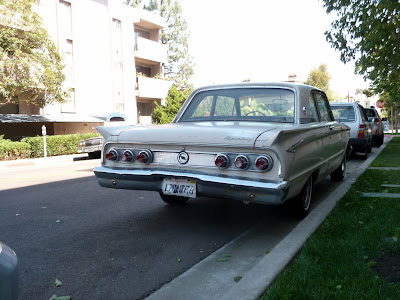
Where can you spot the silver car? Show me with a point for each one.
(8, 273)
(377, 126)
(262, 143)
(353, 115)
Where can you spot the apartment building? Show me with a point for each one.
(114, 63)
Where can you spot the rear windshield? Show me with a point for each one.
(242, 104)
(370, 113)
(344, 113)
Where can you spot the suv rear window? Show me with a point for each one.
(344, 113)
(370, 112)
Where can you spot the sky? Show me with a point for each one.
(264, 40)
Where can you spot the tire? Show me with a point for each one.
(93, 155)
(379, 141)
(174, 200)
(302, 202)
(340, 172)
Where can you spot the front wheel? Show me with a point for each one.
(174, 200)
(302, 202)
(340, 172)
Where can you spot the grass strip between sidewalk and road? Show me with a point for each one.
(343, 259)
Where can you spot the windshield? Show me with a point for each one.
(343, 113)
(242, 104)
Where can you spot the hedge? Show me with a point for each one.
(32, 147)
(56, 144)
(10, 150)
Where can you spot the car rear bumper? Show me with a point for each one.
(89, 149)
(258, 191)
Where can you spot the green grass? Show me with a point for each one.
(390, 156)
(337, 261)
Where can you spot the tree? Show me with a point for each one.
(368, 31)
(165, 114)
(320, 78)
(180, 65)
(30, 65)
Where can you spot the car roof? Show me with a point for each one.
(299, 87)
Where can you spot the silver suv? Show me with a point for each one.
(353, 115)
(377, 126)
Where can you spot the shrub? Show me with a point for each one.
(13, 150)
(56, 144)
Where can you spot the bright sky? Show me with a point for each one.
(264, 40)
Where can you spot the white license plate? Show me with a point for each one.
(179, 187)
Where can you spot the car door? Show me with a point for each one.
(332, 141)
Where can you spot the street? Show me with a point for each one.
(117, 244)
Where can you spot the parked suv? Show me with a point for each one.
(353, 115)
(376, 124)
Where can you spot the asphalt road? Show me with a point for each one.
(114, 244)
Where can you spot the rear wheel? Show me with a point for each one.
(302, 202)
(340, 172)
(174, 200)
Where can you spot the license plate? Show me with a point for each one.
(179, 187)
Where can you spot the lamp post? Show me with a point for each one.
(44, 141)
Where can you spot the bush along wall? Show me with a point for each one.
(10, 150)
(56, 144)
(32, 147)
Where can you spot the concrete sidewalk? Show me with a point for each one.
(254, 283)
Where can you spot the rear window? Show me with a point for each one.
(344, 113)
(242, 104)
(370, 113)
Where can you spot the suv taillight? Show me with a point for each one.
(112, 155)
(221, 161)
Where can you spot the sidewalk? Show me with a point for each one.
(254, 283)
(41, 161)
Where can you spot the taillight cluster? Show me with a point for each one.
(242, 162)
(361, 131)
(142, 156)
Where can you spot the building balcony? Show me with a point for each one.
(152, 88)
(150, 51)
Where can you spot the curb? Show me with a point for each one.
(41, 160)
(260, 277)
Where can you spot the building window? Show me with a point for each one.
(65, 21)
(118, 99)
(67, 56)
(142, 33)
(143, 71)
(68, 106)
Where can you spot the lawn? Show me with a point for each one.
(346, 258)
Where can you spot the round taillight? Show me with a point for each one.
(127, 156)
(221, 161)
(112, 155)
(241, 162)
(264, 163)
(145, 157)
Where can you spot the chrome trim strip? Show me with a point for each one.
(264, 184)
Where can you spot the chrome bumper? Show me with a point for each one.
(258, 191)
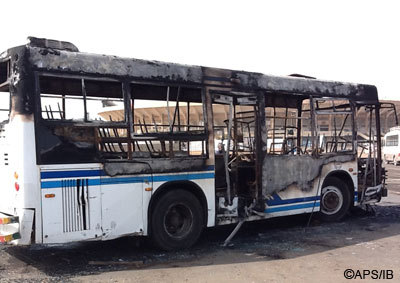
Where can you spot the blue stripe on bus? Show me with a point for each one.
(291, 207)
(85, 173)
(127, 180)
(70, 174)
(278, 201)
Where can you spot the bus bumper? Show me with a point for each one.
(374, 194)
(16, 229)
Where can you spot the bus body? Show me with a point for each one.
(391, 147)
(70, 174)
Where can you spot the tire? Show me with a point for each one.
(176, 220)
(335, 200)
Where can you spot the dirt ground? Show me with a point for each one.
(268, 251)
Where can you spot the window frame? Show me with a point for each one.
(85, 122)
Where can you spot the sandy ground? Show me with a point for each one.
(275, 250)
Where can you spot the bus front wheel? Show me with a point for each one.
(335, 200)
(176, 220)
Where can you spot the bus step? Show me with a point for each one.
(9, 226)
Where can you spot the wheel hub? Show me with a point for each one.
(331, 200)
(178, 220)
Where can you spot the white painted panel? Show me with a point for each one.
(122, 209)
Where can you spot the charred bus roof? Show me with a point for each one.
(64, 57)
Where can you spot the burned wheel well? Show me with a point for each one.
(345, 177)
(183, 185)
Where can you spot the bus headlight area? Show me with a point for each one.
(98, 147)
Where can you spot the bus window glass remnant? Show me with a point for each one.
(67, 99)
(334, 125)
(5, 99)
(61, 99)
(168, 121)
(392, 140)
(102, 99)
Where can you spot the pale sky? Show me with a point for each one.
(353, 41)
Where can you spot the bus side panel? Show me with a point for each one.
(20, 176)
(71, 203)
(121, 206)
(293, 201)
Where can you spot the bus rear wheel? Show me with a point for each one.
(335, 200)
(176, 220)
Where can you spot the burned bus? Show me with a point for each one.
(229, 146)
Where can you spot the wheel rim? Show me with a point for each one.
(178, 220)
(331, 200)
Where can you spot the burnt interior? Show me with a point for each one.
(268, 123)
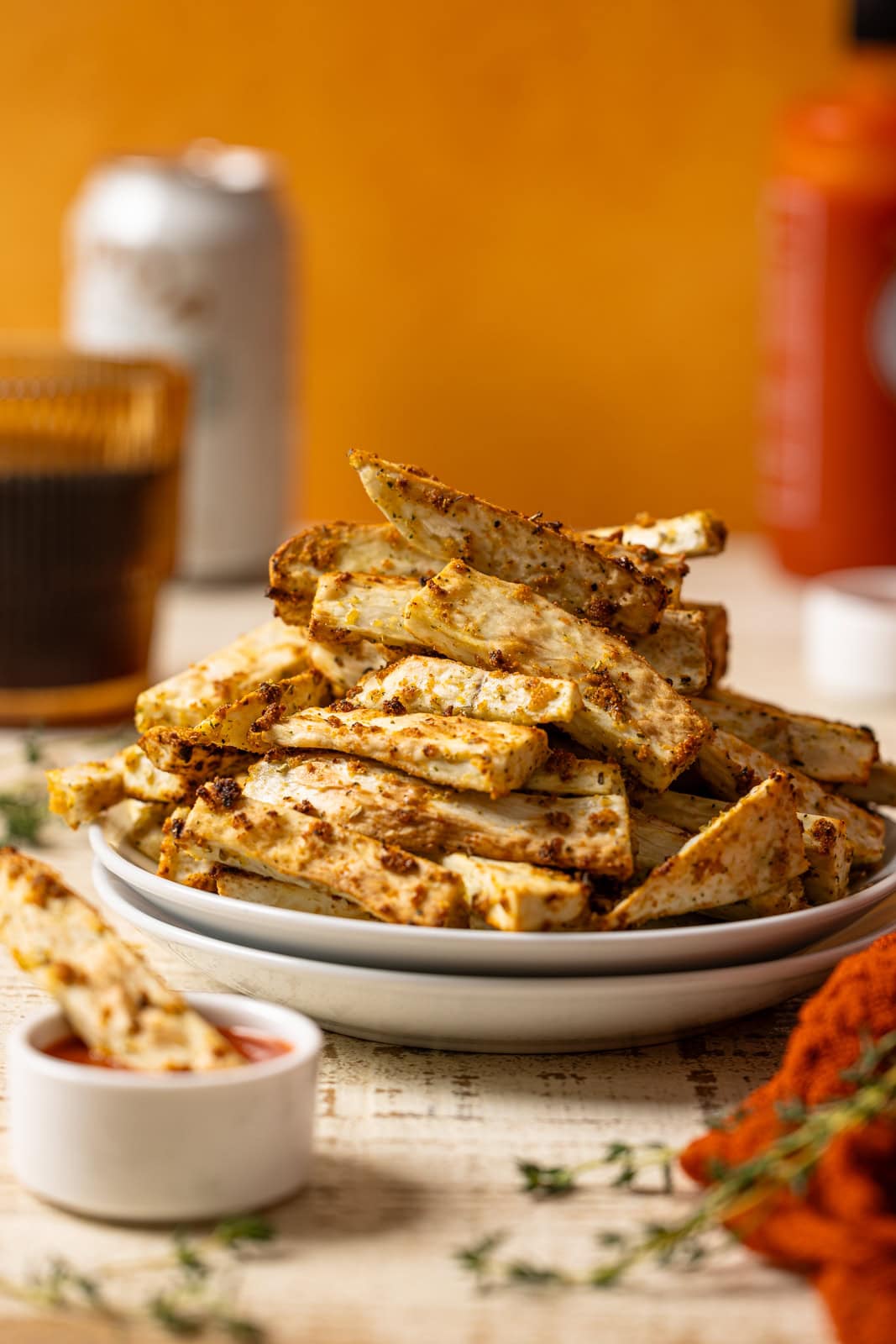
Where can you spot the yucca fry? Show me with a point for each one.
(109, 995)
(590, 833)
(149, 784)
(80, 793)
(362, 606)
(492, 759)
(228, 725)
(176, 752)
(175, 860)
(699, 533)
(297, 566)
(281, 842)
(829, 855)
(215, 745)
(285, 895)
(566, 773)
(718, 636)
(678, 649)
(445, 523)
(270, 652)
(824, 749)
(779, 900)
(627, 709)
(653, 840)
(343, 665)
(732, 766)
(348, 608)
(443, 685)
(825, 842)
(516, 897)
(879, 788)
(754, 846)
(143, 826)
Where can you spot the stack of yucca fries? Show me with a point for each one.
(468, 717)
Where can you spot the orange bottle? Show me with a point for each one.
(828, 468)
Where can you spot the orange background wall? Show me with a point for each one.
(530, 226)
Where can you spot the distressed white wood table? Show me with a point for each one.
(417, 1148)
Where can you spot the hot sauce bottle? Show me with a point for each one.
(828, 465)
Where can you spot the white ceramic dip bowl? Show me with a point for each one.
(141, 1147)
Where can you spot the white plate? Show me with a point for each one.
(510, 1014)
(466, 951)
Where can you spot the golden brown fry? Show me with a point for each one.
(441, 685)
(732, 766)
(445, 523)
(338, 549)
(443, 749)
(78, 793)
(700, 533)
(281, 842)
(270, 652)
(580, 832)
(879, 788)
(349, 608)
(679, 649)
(627, 709)
(285, 895)
(517, 898)
(824, 749)
(754, 846)
(113, 1000)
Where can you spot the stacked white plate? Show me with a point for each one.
(465, 990)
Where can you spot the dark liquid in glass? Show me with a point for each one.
(78, 573)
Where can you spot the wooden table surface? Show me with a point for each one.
(416, 1149)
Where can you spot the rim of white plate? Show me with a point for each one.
(129, 905)
(862, 898)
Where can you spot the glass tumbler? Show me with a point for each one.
(89, 474)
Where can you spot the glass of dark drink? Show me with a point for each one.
(89, 470)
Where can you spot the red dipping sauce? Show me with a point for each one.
(251, 1045)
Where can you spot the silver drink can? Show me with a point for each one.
(190, 259)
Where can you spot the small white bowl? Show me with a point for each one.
(140, 1147)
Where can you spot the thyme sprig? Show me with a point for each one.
(23, 806)
(191, 1300)
(785, 1166)
(627, 1160)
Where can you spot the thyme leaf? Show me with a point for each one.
(186, 1301)
(786, 1164)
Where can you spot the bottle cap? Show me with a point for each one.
(873, 22)
(849, 632)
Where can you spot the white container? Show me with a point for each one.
(139, 1147)
(849, 633)
(188, 259)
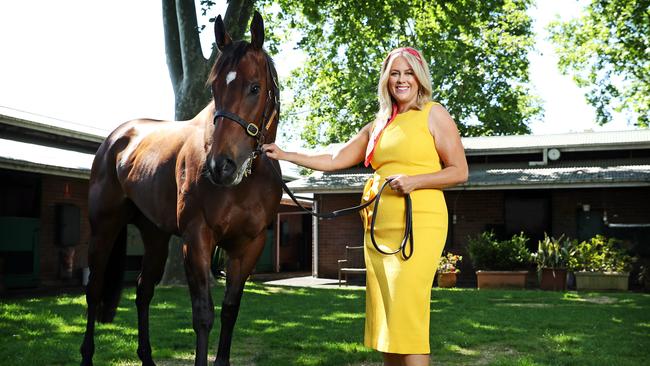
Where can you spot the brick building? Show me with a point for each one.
(577, 184)
(44, 231)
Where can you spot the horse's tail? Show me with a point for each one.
(113, 280)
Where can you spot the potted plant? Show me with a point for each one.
(552, 259)
(600, 264)
(499, 263)
(447, 269)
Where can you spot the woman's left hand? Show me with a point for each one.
(401, 183)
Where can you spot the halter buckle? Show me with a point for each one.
(252, 130)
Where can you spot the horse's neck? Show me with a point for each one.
(205, 116)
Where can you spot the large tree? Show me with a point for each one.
(477, 52)
(188, 70)
(607, 50)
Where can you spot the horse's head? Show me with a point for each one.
(246, 101)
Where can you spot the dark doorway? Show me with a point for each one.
(529, 212)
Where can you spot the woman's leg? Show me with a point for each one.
(395, 359)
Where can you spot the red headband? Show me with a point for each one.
(409, 50)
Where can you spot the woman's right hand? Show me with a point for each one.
(273, 151)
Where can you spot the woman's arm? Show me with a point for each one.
(352, 153)
(451, 152)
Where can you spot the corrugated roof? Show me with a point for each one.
(580, 140)
(52, 125)
(610, 173)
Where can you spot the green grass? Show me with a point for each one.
(296, 326)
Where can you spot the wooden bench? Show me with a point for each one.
(353, 263)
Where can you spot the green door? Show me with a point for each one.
(19, 246)
(590, 224)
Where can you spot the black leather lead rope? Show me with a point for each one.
(408, 227)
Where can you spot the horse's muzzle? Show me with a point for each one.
(223, 170)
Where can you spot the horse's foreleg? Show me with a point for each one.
(153, 266)
(102, 242)
(240, 265)
(198, 250)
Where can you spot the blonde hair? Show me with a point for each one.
(421, 71)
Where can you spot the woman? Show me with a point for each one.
(415, 144)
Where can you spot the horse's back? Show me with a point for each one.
(137, 162)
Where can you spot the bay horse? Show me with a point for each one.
(201, 179)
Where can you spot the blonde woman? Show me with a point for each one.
(413, 143)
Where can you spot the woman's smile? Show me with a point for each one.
(402, 84)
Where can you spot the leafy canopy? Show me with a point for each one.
(607, 50)
(476, 50)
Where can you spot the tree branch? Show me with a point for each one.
(172, 45)
(237, 16)
(192, 56)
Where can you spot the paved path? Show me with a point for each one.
(309, 281)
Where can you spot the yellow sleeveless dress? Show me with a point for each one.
(398, 292)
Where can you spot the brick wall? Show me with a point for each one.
(61, 190)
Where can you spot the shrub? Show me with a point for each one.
(553, 253)
(599, 254)
(488, 253)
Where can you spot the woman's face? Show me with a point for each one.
(402, 84)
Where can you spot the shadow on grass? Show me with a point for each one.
(294, 326)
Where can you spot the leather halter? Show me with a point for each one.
(253, 130)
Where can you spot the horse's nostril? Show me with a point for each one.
(227, 167)
(221, 169)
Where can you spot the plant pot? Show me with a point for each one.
(602, 281)
(553, 279)
(447, 280)
(501, 279)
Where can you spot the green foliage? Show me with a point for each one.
(449, 263)
(600, 254)
(553, 253)
(606, 51)
(488, 253)
(476, 50)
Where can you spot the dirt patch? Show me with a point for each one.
(483, 355)
(244, 356)
(601, 300)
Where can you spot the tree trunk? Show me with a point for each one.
(188, 71)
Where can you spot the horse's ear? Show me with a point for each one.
(221, 36)
(257, 31)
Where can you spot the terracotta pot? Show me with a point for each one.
(501, 279)
(553, 279)
(447, 280)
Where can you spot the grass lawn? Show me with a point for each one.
(299, 326)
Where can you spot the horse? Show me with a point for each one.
(203, 179)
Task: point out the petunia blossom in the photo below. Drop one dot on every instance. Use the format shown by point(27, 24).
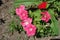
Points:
point(21, 12)
point(43, 5)
point(24, 23)
point(30, 30)
point(45, 16)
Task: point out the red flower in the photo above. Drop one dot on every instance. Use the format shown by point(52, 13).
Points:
point(42, 5)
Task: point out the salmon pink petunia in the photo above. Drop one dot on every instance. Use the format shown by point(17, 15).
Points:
point(30, 30)
point(24, 23)
point(45, 16)
point(21, 12)
point(43, 5)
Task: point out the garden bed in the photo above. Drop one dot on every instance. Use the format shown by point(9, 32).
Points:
point(5, 19)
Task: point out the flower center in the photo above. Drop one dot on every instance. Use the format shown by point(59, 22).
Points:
point(26, 23)
point(30, 29)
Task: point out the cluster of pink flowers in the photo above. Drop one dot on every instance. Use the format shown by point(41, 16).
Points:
point(45, 16)
point(26, 21)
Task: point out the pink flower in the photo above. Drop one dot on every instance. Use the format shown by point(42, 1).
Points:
point(20, 9)
point(21, 12)
point(30, 30)
point(45, 16)
point(43, 5)
point(24, 23)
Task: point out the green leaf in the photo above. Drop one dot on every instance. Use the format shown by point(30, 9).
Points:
point(54, 24)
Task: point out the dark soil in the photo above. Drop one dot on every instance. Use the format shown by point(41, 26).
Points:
point(5, 19)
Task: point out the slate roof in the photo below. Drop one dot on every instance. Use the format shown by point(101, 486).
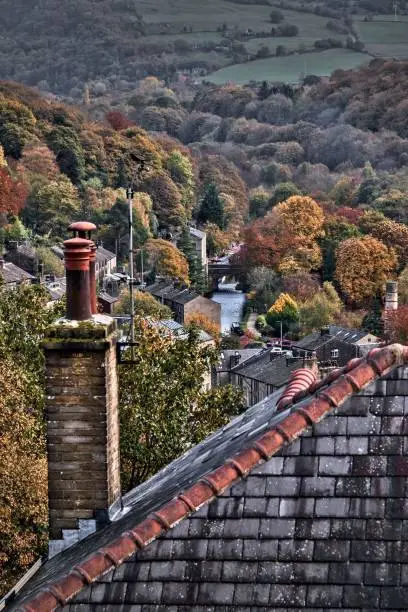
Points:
point(103, 255)
point(261, 367)
point(169, 291)
point(197, 233)
point(211, 472)
point(11, 274)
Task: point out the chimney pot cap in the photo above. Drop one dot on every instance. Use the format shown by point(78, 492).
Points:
point(77, 243)
point(82, 226)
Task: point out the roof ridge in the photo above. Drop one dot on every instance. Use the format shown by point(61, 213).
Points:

INSTRUCTIONS TO FOLLOW -> Write the lines from the line containing "Task: point out the red" through the last line of the data out again exactly, and only those lines; pictures stay out.

TASK RESULT ->
Task: point out the red flower in the photo above. Drop one dot on every instance. Use the format shown by point(52, 13).
Points:
point(42, 5)
Task: point out the salmon pink petunia in the photo above. Drop one dot on every instance. Use the format shown by point(17, 15).
Points:
point(30, 30)
point(24, 23)
point(45, 16)
point(21, 12)
point(43, 5)
Task: point out the garden bed in the photo above. Drop one dot on every instance. Use the format shown by point(9, 32).
Points:
point(5, 19)
Task: point out the flower center in the photo above. Drop one dot on every instance. Use the format shown by point(59, 22).
Points:
point(26, 23)
point(30, 29)
Task: point out the cluster of pink flowers in the photo above. Drop one dot on every instance. Use the format shown by point(41, 16).
Points:
point(45, 16)
point(26, 21)
Task: point out the pink flower in the photo above. Drop one dot on every instance. Use the format shown by point(42, 1).
Points:
point(20, 9)
point(21, 12)
point(30, 30)
point(45, 16)
point(43, 5)
point(24, 23)
Task: point out the green leaf in the photo above. Drop one dot on every instance. Use the format shown by point(30, 9).
Points:
point(54, 24)
Task: point out the dark soil in the photo above. Drop one dot on every instance. Use the format shown by point(41, 26).
Points:
point(5, 19)
Task: point out the slate roof in the photo below. Drop one dot on every instance. Use the format shown by point(101, 486).
Points:
point(103, 255)
point(261, 367)
point(169, 291)
point(197, 233)
point(211, 472)
point(11, 274)
Task: point out the chimney pot cap in the photo above. Drop one dot on every instance. Use the format shown by point(78, 492).
Points:
point(77, 243)
point(82, 226)
Task: point out the roof ridge in the photo above. Drop one dot on every instance. Use the format shown by point(61, 213).
Points:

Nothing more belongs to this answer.